_Assignment 1_
Check each statement against the passage on the Synology DS110j. Answer yes or no, and quote the words of the passage that decide it.
(a) The DS110j's Kirkwood SoC is clocked at 1.2 GHz.
(b) The DS110j's board matches the board of the DS109.
(c) With the drive spun down, the DS110j drew 6W.
_Assignment 2_
Resume the passage on the Synology DS110j, starting after its last sentence.

The Synology DS110j has been added to the NAS Charts.
The 110j has caused quite a stir as Synology’s least expensive NAS at only $150. The hardware platform is based around a Marvell 88F6281 Kirkwood SoC clocked at 800 MHz with 128 MB of RAM.
Other components include 4 MB of flash, Genesys Logic GL850G USB Hub 2.0 controller, Marvell 88E116R Gigabit Ethernet controller and Microchip PIC16F627 CMOS FLASH-based 8-bit microcontroller.
Figure 1: Synology DS110j board
A look at the board photo in Figure 1 reveals that it’s the same as the Synology DS109‘s in Figure 2, right down to the raw board number. The only differences between the two are the 800 MHz vs. 1.2 GHz Kirkwood and missing eSATA port.
Figure 2: Synology DS109 board
Since the eSATA port comes from the Marvell SoC, if you’re willing to void your warranty and are handy with a soldering iron, you could probably slap an eSATA connector on, pop out the front panel plug and be good to go.
The 110j came with a Seagate ST31000528AS Barracuda 7200.12 1 TB drive installed, which yielded a total power consumption of 13W with the drive spinning and 6W with it spun down via the programmable power save feature. The single fan was nice and quiet, so I rated the 110j’s noise level as very low.

_Listed records_

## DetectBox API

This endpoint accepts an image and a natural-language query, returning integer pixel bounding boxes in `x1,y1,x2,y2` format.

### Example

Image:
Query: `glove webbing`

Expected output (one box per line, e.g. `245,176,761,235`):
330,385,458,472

---

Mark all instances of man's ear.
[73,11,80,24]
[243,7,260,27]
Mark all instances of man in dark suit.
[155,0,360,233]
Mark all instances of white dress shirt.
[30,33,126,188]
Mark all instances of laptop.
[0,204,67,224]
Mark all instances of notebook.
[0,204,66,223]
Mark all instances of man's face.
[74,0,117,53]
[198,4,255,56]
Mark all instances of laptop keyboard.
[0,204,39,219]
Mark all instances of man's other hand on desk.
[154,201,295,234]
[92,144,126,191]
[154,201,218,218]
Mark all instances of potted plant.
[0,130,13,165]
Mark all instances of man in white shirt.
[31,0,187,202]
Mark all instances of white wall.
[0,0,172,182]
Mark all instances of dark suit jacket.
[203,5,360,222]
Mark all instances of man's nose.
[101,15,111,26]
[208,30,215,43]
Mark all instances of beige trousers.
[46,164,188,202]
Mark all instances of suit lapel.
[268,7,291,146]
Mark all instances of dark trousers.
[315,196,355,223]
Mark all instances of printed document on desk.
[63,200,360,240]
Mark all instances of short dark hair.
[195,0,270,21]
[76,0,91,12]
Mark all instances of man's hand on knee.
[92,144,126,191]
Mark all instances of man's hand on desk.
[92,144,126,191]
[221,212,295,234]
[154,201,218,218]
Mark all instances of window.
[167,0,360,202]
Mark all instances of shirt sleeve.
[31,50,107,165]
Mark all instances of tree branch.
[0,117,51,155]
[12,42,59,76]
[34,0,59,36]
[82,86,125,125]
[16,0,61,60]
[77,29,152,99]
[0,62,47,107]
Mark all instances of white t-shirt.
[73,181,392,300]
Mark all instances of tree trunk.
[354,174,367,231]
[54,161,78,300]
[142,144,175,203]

--

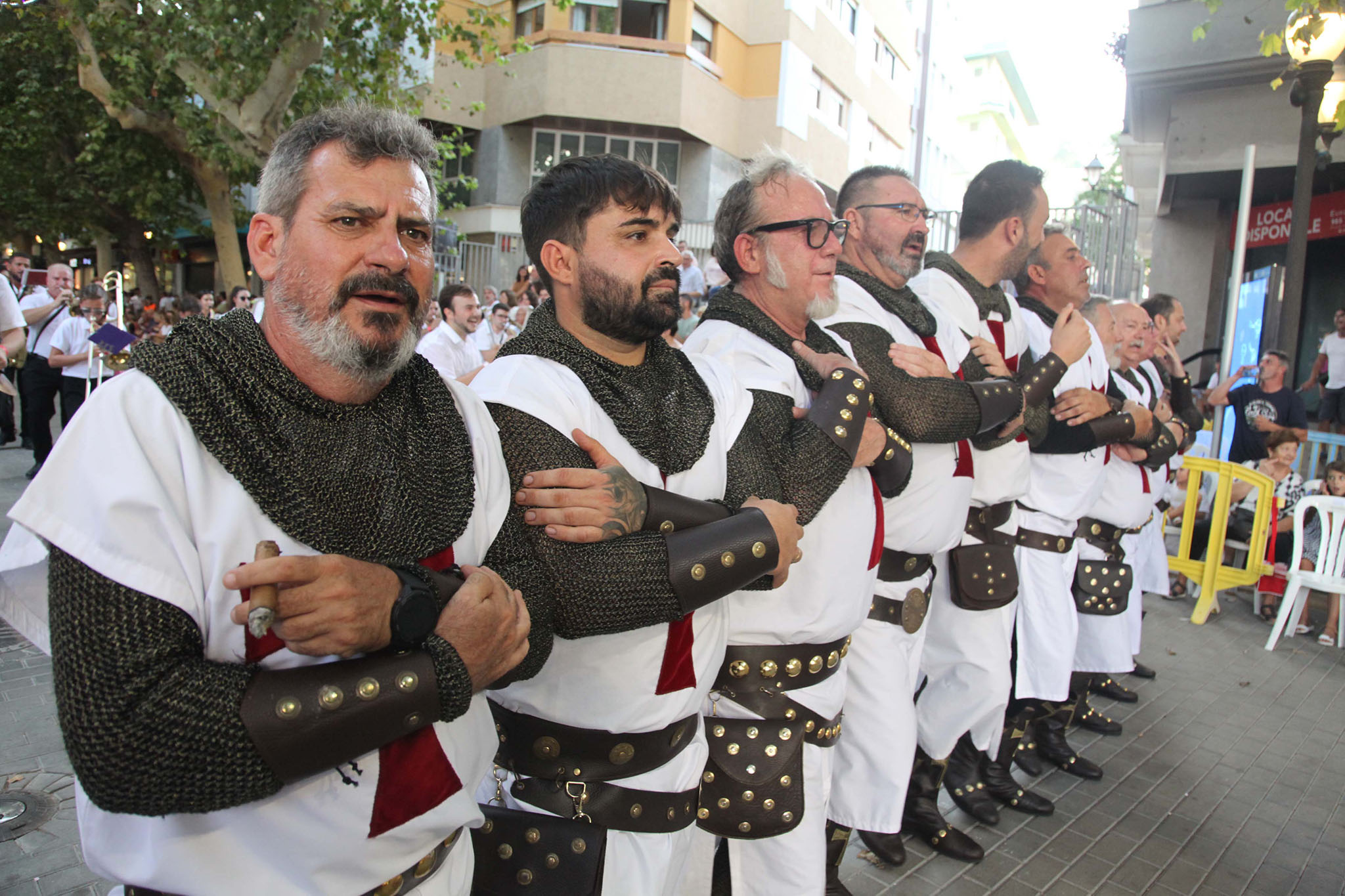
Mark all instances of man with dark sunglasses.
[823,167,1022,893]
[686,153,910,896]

_Exercise result 1_
(a) No: "a Marvell 88F6281 Kirkwood SoC clocked at 800 MHz"
(b) Yes: "it’s the same as the Synology DS109"
(c) Yes: "6W with it spun down via the programmable power save feature"

_Exercise result 2_
The 110j supports Synology’s the entire DSM 2.3 OS feature set, except for RAID related functions, of course. Backup options include USB, rsync targets and Amazon S3 and there are plenty of media serving options including iPhone/Mobile access, Photo web server and UPnP / DLNA support.
Tests were run with DSM 2.3-1141 firmware using our standard test process. Write performance using iozone with a Gigabit LAN connection showed very high write caching speeds. For file sizes 1 GB and up, writes floated down to 33 MB/s from 42. Read speeds were steady in the high 40 MB/s range.
Figure 3: DS110j throughput vs. file size
Average write performance using a Gigabit Ethernet connection measured 43.5 MB/s for file sizes between 32 MB and 4 GB, with cached behavior not included in the average calculation. Average read performance was significantly higher, measuring 53.2 MB/s. This ranks the 110j below both its DS109 and DS109+ siblings for write and slightly above the DS109 for read.
Write file copy performance using our Vista SP1-based test showed the price paid for using the slower Kirkwood SoC. Figure 4 shows the 110j providing just shy of 29 MB/s while the slightly more expensive DS109 powered along at 40 MB/s. Read file copy rankings were the same. But the 110j did better at 50 MB/s vs. the DS109’s 67. Still, these results are not too shabby for a $150 (without drive) NAS!
Figure 4: DS110j file copy performance – write
Synology supports read and write to FAT, NTFS and EXT3 formats for USB external drives. But, unlike QNAP, Synology still suffers a hefty performance hit with NTFS. Backup speeds measured 18.6, 22.8 and 6.4 MB/s for FAT, EXT3 and NTFS, respectively.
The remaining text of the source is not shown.